======== Passage shown
I think they called it an on-ramp. So now we're getting to the point where loan servicers are reporting people falling behind on their payments. So like we're seeing big credit score drops probably pretty soon. We'll see people being reported as being in default, which really like kicks in the harshest consequences. So that is kind of like a back

drop, all of that is separate from anything that is going on with the Trump administration or anything like that was just happening anyway. So that's just level setting one place where we are now. So just at this moment where people are starting to face real consequences again for not paying their student loans, it's my understanding that the Trump administration is kind of, I mean, it's everyone's understanding. They're pulling back on services provided by the federal government like they've

you know, gutted the Consumer Financial Protection Bureau where you could go and presumably like complain if you weren't getting help with your student loan. And I'm assuming they've done some other stuff too that's maybe making things more difficult for student loan borrowers. Yeah. I mean, it sort of hasn't quite happened yet, but they are looking for efficiencies. And so, right. And so as part of that, they are

I've done some reporting indicating that they are directing the office that oversees student loans to find ways to cut the funding that they give to the contractors that are basically the people who interact with student loan borrowers on a daily basis. So if you call and you say, I need help, these are the people who are supposed to help you. So when you cut funding to those kinds of things,

You're looking at longer call wait times. You're looking at in past moments of like big transition, you would have student loan servicers and the government doing sort of like mass outreach to try to get people back on track. That is not that's not the program. So, you know, those are like a couple of the things that the borrowers may already be feeling or will feel soon.

Because these people, they haven't, well, some of them, I guess, have started paying and they're fine. But then you imagine the ones who still aren't paying a year later, there are some real problems. Like maybe they can't be reached or they're in real distress or something. Yeah, probably like a combo of that. You know, either it's hard to find them or they were just putting it off because like they didn't have the money or, you know, the wherewithal to get on a payment plan that might help them. Two more things that I wanted to know about the Trump administration and student loans.
================
======== Exercise data
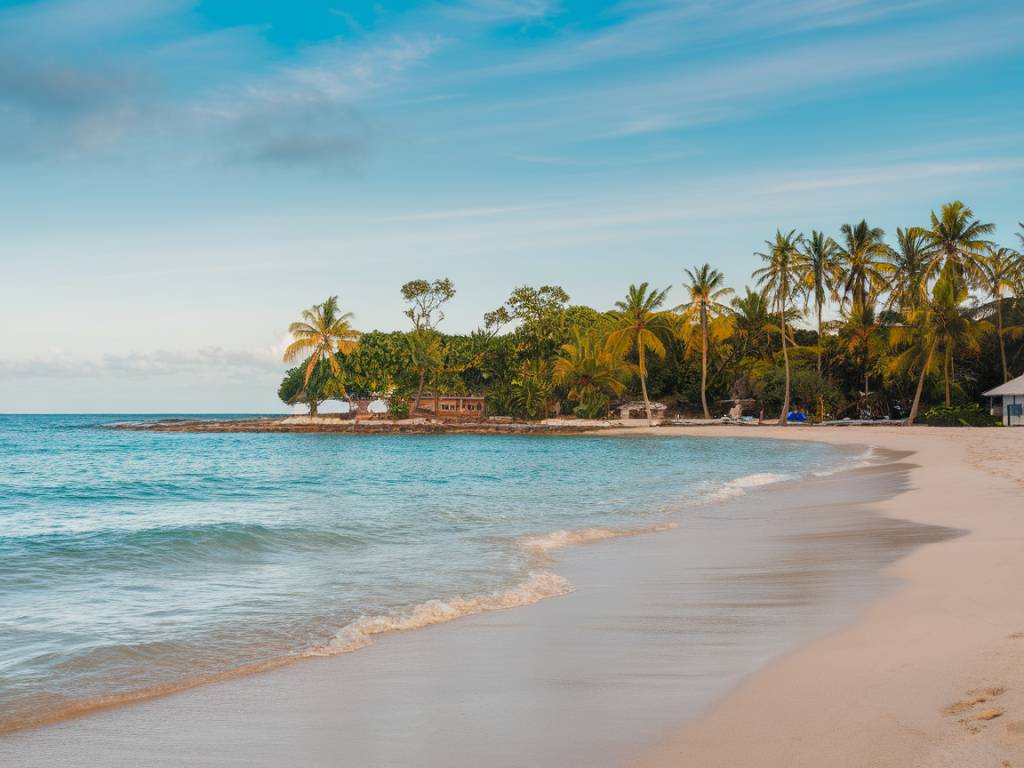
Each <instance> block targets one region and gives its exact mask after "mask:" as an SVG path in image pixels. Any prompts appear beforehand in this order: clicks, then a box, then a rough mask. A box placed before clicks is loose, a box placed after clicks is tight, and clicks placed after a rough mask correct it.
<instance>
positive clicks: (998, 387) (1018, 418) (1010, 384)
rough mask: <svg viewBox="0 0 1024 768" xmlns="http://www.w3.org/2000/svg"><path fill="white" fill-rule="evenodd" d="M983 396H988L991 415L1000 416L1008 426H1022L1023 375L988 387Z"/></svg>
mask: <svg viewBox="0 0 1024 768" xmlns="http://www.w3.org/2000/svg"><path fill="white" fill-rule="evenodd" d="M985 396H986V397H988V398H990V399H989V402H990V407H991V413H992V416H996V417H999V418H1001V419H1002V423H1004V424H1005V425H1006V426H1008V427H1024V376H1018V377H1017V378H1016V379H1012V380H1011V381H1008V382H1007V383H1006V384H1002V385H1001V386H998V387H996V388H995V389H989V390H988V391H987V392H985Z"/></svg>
================
Required actions:
• a. Summarize the student loan transcript in two sentences.
• b. According to the student loan transcript, what does being reported as in default kick in?
• c. Return the passage of the student loan transcript that begins at the words "Because these people, they" and ends after the words "and student loans.".
The rows have no connection to the student loan transcript.

Written responses:
• a. Loan servicers are now reporting borrowers who have fallen behind on payments, so credit score drops and defaults carrying the harshest consequences are expected soon. At the same time, the Trump administration is pulling back federal services, including gutting the Consumer Financial Protection Bureau and directing the office that oversees student loans to find ways to cut funding to the contractors who help borrowers, which could mean longer call wait times and no mass outreach.

• b. It kicks in the harshest consequences.

• c.
Because these people, they haven't, well, some of them, I guess, have started paying and they're fine. But then you imagine the ones who still aren't paying a year later, there are some real problems. Like maybe they can't be reached or they're in real distress or something. Yeah, probably like a combo of that. You know, either it's hard to find them or they were just putting it off because like they didn't have the money or, you know, the wherewithal to get on a payment plan that might help them. Two more things that I wanted to know about the Trump administration and student loans.